(Coordinate annotation records)
** BEGIN **
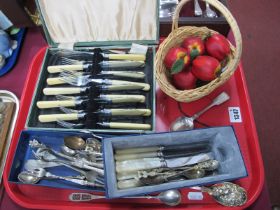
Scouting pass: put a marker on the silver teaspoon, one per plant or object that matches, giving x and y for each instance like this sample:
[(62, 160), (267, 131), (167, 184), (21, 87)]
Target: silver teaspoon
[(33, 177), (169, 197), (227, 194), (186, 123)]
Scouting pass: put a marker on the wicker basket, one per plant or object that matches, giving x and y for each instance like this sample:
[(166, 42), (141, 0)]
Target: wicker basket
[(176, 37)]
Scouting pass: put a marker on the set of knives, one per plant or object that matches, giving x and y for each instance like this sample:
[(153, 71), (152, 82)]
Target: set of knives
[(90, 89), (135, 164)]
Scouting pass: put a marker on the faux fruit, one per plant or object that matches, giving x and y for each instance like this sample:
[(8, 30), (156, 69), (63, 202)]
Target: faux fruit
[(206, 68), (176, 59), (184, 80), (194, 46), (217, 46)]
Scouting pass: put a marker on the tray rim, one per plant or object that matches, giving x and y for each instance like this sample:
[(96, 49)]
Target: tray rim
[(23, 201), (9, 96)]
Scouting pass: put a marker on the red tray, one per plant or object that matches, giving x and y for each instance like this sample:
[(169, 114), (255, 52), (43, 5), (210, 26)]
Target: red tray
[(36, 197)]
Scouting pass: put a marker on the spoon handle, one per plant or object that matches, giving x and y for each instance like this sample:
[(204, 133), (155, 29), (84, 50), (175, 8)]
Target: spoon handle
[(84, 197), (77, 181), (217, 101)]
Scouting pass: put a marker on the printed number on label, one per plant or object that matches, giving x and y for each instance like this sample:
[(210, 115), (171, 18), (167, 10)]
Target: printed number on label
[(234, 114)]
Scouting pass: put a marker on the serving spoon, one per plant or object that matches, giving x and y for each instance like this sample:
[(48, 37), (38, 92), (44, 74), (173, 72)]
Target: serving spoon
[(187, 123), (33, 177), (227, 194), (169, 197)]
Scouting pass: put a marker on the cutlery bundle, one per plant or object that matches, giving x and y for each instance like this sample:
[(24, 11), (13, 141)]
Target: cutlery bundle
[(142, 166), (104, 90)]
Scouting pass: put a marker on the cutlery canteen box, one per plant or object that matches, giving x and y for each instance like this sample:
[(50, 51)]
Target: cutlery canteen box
** END **
→ Your objective:
Copy the records from the line with "Scouting pass: put a marker on the serving" through the line with "[(187, 123), (33, 177), (227, 194), (169, 197)]", requests included, and raise every coordinate in the answers by 143.

→ Task answer:
Scouting pass: put a marker on the serving spoon, one per plant or object that matches, giving x and y for each instance like this sample:
[(48, 37), (38, 92), (44, 74), (173, 72)]
Target: serving spoon
[(330, 266), (176, 320), (370, 337), (312, 340)]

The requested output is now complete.